Given instruction
Could you reproduce the material below verbatim, line for line?

======== The data

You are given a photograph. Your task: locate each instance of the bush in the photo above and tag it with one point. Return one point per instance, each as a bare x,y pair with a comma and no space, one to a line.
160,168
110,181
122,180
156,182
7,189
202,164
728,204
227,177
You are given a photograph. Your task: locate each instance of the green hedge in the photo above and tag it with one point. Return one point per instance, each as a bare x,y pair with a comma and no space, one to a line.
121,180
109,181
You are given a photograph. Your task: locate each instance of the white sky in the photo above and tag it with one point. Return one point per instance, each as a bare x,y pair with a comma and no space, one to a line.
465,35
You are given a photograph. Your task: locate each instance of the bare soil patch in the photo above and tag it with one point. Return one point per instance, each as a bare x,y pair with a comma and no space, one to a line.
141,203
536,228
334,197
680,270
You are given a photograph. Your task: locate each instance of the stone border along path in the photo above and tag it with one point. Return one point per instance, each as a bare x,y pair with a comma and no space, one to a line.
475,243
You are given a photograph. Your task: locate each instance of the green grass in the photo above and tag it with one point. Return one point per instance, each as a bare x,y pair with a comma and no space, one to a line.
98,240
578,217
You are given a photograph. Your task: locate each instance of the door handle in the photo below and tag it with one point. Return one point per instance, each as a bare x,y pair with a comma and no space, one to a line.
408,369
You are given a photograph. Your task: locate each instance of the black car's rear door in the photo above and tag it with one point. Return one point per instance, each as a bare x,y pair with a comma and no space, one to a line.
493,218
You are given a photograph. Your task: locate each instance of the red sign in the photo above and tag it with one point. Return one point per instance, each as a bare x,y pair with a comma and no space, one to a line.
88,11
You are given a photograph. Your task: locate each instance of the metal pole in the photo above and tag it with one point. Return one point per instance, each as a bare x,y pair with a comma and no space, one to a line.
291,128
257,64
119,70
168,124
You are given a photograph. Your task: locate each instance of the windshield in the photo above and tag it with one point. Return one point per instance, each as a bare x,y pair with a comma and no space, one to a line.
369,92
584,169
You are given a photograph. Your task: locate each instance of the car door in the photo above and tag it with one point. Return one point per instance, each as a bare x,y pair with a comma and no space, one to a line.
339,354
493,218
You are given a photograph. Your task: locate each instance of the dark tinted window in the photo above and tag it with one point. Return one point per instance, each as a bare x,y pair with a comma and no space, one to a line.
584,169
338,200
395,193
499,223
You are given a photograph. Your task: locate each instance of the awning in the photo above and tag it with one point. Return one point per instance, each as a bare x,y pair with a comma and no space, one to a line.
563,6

================

Response to this task
You are given a photograph. Your task: locate each instance of the bush in the photo above and tag it with one point. Return one point per instance, each as a bare x,y pair with a comma and no space, one to a line.
160,168
110,181
122,180
156,182
7,189
202,164
728,204
227,177
You are given a photograph. Your task: locate each instance of the green hedge in the photo above and tag it with one point. Return one point per instance, each as a bare x,y pair with a comma and no space, one to a line.
121,180
109,181
You are given a photograph. Your task: locate each instance of the white sky in the photo above and tag it with one point. Return one point per instance, each as a bare x,y pair with a comma and no space, one to a line.
465,35
You are given a photograph. Your task: locate each instance of the bare soil patch in the photo above and tag it with one point. Return one point per instance, each as a bare x,y pair with a comma and no space, one to a line.
141,203
536,228
334,197
680,270
You are given a photograph. Your task: locate each instance of the stone border along path in the photo above and tag it with one point. Return one point per instance, each as a bare x,y pair with a comma and no space, one to a line.
475,243
You are given a photograph. Your task: locate each instance of the green grass in the photo above and tag it with one point. Return one point per instance, each as a bare x,y pair with a comma and no space, one to a line.
98,240
578,217
You are given a photograph. Your task: locate each instance of the door handle in the photo below and tag it with one point. Return one point per instance, each as a bare x,y pair with a comma and no space, one to a line.
408,369
You are given a photograph. Your task: locate each instance of the black car's rear door in the photo above and tag it with one point. Return one point per instance, each as a bare x,y pair with a comma and no space, one to a line.
493,218
You are given a photograph. Your task: locate each instance of the red sign in the photo above and tag it with one point. Return one point per instance, each as a bare x,y pair with a comma and no space, one to a line.
88,11
You are given a photograph. Your task: locate each instance of the metal pole in the photo above and tag it with one point. Return one point per instance, each as a bare x,y pair with a comma and no space, one to a line.
291,128
257,64
119,70
168,124
You are given a photograph. Your task: locate each instance of the windshield in the photo above and tag it with one point. Return one point per instance, each as a bare x,y pair with a comma and no space, one to a line.
369,92
584,169
You are given a photograph. Your task: locate each instance of the car door in the photo above and tag it with one point. Return one point per instance, each as a bare x,y pair with a comma and no space, one to a line.
339,354
493,218
You are given a photograph. Your task: locate each instance of the dark tinted window in the photo above and tag it with one point. Return one point per instance, each as a bare x,y pair with a comma and no space, one to a line.
584,169
338,200
395,193
499,223
You are given a photograph. Your task: locate each instance of the awning in the photo above and tag it with one point. Return one point per instance, each as a bare x,y pair with a comma and no space, one to a line.
563,6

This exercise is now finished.